**INSTRUCTIONS FOR THE TASK:** Rewrite the listing below with every "Indicate" changed to "Mark". Leave everything else as it is.

§

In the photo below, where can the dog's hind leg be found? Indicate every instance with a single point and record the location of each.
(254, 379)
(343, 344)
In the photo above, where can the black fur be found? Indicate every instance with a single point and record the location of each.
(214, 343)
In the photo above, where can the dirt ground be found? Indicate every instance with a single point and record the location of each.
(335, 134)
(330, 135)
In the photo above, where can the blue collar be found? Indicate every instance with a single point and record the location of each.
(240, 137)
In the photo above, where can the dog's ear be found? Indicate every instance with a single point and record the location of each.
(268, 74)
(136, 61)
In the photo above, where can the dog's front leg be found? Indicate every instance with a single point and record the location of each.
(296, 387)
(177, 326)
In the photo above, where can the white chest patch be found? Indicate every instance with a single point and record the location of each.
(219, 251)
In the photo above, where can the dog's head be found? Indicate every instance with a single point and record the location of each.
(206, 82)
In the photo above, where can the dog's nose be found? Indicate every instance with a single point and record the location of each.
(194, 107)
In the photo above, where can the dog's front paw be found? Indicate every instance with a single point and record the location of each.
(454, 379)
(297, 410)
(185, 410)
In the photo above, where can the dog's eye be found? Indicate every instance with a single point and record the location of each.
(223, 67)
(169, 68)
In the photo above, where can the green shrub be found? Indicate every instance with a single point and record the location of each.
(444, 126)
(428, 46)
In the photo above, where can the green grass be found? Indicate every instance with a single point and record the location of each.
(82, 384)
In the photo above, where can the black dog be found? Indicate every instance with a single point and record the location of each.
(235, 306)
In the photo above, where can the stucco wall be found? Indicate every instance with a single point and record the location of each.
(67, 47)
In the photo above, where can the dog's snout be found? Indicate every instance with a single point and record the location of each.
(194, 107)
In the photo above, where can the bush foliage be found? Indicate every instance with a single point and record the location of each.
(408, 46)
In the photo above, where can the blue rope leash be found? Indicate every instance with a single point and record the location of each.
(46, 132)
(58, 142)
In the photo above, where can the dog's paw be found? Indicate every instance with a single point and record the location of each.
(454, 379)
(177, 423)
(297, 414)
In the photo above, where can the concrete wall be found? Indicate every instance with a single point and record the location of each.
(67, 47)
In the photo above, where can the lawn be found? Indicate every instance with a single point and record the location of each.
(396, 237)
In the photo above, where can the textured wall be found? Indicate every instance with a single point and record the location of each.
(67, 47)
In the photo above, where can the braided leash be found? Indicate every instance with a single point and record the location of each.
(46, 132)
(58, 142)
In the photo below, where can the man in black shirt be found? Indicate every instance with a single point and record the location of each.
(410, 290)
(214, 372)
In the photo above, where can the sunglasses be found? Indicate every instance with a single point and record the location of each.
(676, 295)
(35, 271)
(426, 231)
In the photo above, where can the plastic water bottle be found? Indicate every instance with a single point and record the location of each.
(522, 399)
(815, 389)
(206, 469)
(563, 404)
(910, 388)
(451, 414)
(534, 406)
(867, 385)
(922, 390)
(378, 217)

§

**EXERCISE RESULT:**
In the photo below, where can the dog's hind leg be found? Mark every instance with a single point and record the location of each.
(254, 379)
(343, 344)
In the photo above, where can the black fur be found? Mark every instance with a single point and record the location of each.
(214, 343)
In the photo above, where can the dirt ground be found? Mark every instance with a single point and record the location of each.
(335, 134)
(330, 135)
In the photo above, where can the blue collar be found? Mark every instance with a single point and record the location of each.
(240, 137)
In the photo above, where can the dog's ear be found? Mark every instance with a single point and record the location of each.
(268, 74)
(136, 61)
In the photo above, where can the dog's front leg be found? Mark every instance with a single point and record the location of each.
(296, 387)
(177, 326)
In the photo above, where can the white chest patch be found? Mark every instance with a single point and record the location of each.
(219, 251)
In the photo above, where can the dog's head be found? Mark every instance with a single point and record the location of each.
(206, 82)
In the photo above, where can the dog's nose be found? Mark every instance with a single point and record the location of each.
(194, 107)
In the photo above, where can the dog's front paw be found? Mark every instance with a single point and record the location of each.
(454, 379)
(297, 410)
(185, 410)
In the photo above, where can the dog's eye be found? Mark every instance with a single point and record the location of each.
(223, 67)
(169, 68)
In the photo above, where can the green shrub be found? Mark every instance with a single point and record the location of each.
(444, 126)
(428, 46)
In the photo above, where can the green grass be found? Mark every instance with a single point and record the location of each.
(82, 384)
In the photo above, where can the black dog be found? Mark every instance with a single point and record the location of each.
(235, 306)
In the photo above, where can the stucco wall be found? Mark every instance with a single point and record the location of each.
(67, 47)
In the photo above, where can the dog's snout be found? Mark every instance with a single point and record the location of each.
(194, 107)
In the photo above, where can the bush foliage be found? Mark every instance with a single point and record the location of each.
(408, 46)
In the photo above, where can the blue rope leash be found? Mark every instance with a single point and record the location of each.
(46, 132)
(58, 142)
In the photo above, where can the dog's paw be found? Mark every instance with a single point and record the location of each.
(454, 379)
(177, 423)
(297, 414)
In the photo above, where can the concrete wall be found? Mark every instance with a single point and record the location of each.
(67, 47)
In the photo above, where can the lawn be found? Mark every instance with a single point and record the location of each.
(396, 237)
In the photo above, where can the textured wall be found? Mark every instance with a single point and record the location of each.
(67, 47)
In the photo above, where can the braided leash be found? Mark every instance with a single point and record the location of each.
(46, 132)
(58, 142)
In the photo below, where can the man in black shirt be found? Mark every instance with a single point and record the location of each.
(410, 290)
(214, 372)
In the photo above, where can the sunglasses be found? Mark every instance with a single point and record the location of each.
(676, 295)
(35, 271)
(426, 231)
In the photo above, where can the plastic water bottle be found? Mark every instance with a single point and record the location of each.
(522, 399)
(815, 389)
(206, 469)
(563, 404)
(910, 388)
(451, 414)
(534, 406)
(867, 385)
(922, 390)
(378, 217)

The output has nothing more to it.